Dataset records
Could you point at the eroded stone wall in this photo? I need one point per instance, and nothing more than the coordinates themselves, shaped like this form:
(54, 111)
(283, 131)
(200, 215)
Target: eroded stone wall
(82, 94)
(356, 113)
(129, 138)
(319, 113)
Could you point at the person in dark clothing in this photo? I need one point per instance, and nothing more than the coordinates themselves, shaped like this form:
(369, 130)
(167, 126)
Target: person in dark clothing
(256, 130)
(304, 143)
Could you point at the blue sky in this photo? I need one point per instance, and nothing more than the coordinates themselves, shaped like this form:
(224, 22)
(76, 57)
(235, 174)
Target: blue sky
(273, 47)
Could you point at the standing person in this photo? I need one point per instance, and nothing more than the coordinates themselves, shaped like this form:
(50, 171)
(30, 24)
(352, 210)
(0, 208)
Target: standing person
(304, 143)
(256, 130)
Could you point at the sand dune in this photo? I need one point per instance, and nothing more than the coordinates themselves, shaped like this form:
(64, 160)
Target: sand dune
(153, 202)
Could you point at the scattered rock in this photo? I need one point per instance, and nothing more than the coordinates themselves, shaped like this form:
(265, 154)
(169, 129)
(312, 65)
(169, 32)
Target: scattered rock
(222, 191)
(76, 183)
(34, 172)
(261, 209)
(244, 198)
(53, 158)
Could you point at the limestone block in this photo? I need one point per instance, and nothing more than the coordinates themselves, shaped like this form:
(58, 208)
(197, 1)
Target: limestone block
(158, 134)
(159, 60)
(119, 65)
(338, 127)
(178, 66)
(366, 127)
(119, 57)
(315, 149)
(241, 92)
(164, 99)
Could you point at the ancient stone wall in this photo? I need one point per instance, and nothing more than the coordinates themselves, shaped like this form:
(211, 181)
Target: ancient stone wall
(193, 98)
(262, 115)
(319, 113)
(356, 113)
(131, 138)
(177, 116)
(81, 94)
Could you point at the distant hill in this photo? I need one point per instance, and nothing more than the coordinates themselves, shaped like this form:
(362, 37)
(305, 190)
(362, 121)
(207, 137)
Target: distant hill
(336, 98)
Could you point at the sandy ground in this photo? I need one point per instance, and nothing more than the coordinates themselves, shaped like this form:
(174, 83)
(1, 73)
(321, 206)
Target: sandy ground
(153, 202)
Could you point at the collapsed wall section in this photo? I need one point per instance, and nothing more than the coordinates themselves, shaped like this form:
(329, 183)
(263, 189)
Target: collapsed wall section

WHAT YOU NEED TO DO: Each entry needs to be written out again, exactly as given.

RESPONSE:
Could you point at the eroded stone wall in this photo? I need one point per instance, and nothing more than the coordinates themselves, shaped like this form:
(54, 111)
(283, 131)
(200, 215)
Target: eroded stone wall
(82, 94)
(356, 113)
(129, 138)
(319, 113)
Could you point at the person in dark clothing in this photo? I need one point per instance, and nothing more than the coordinates themselves, shaped like this form:
(369, 130)
(167, 126)
Target: person in dark clothing
(256, 130)
(304, 143)
Could you point at the blue sky in this photo? I need one point per instance, and nothing more than the coordinates themselves, shaped like this form:
(224, 22)
(76, 57)
(235, 174)
Target: blue sky
(273, 47)
Could you point at the standing person in this photo? I need one point per instance, and nothing more than the coordinates themselves, shaped like this form:
(50, 171)
(30, 24)
(352, 210)
(0, 208)
Target: standing person
(304, 143)
(256, 130)
Could you point at the sand dune in this photo? I need one point per instance, and nothing more than the coordinates themselves, shaped like this form:
(64, 160)
Target: sand dune
(153, 202)
Could you point at the scattered rock in this photo? I need one point per instance, and nothing more than the coordinates themselves, shaped like this form:
(265, 154)
(169, 129)
(312, 65)
(169, 32)
Target: scattered rock
(222, 191)
(76, 183)
(34, 172)
(261, 209)
(244, 198)
(53, 158)
Could you point at the limestone block in this photo? I need one point per instance, and nothing more than the coordinates themselves, shaped like this form:
(58, 208)
(197, 1)
Target: limestone block
(158, 134)
(159, 60)
(119, 65)
(338, 127)
(178, 66)
(366, 127)
(119, 57)
(315, 149)
(241, 92)
(164, 99)
Could you point at the ancient stone wall in this photo? I need one point per instance, and nothing more than the coordinates themselves, shaped like this form:
(211, 181)
Target: ancient stone wall
(193, 98)
(262, 115)
(319, 113)
(356, 113)
(131, 138)
(177, 116)
(81, 94)
Could you point at the distant hill in this photo? I need one point per instance, and nothing more than the coordinates themselves, shaped like this form:
(362, 37)
(305, 190)
(362, 121)
(207, 137)
Target: distant hill
(336, 98)
Could you point at the sandy ground in this photo? I need one point per instance, and nothing more than the coordinates themselves, shaped like this form:
(174, 83)
(1, 73)
(321, 206)
Target: sandy ground
(153, 202)
Could you point at the collapsed wall section in this photo? I need one point per instance, and nothing more than the coordinates themselves, shaped like this form:
(329, 183)
(263, 189)
Target: collapsed wall section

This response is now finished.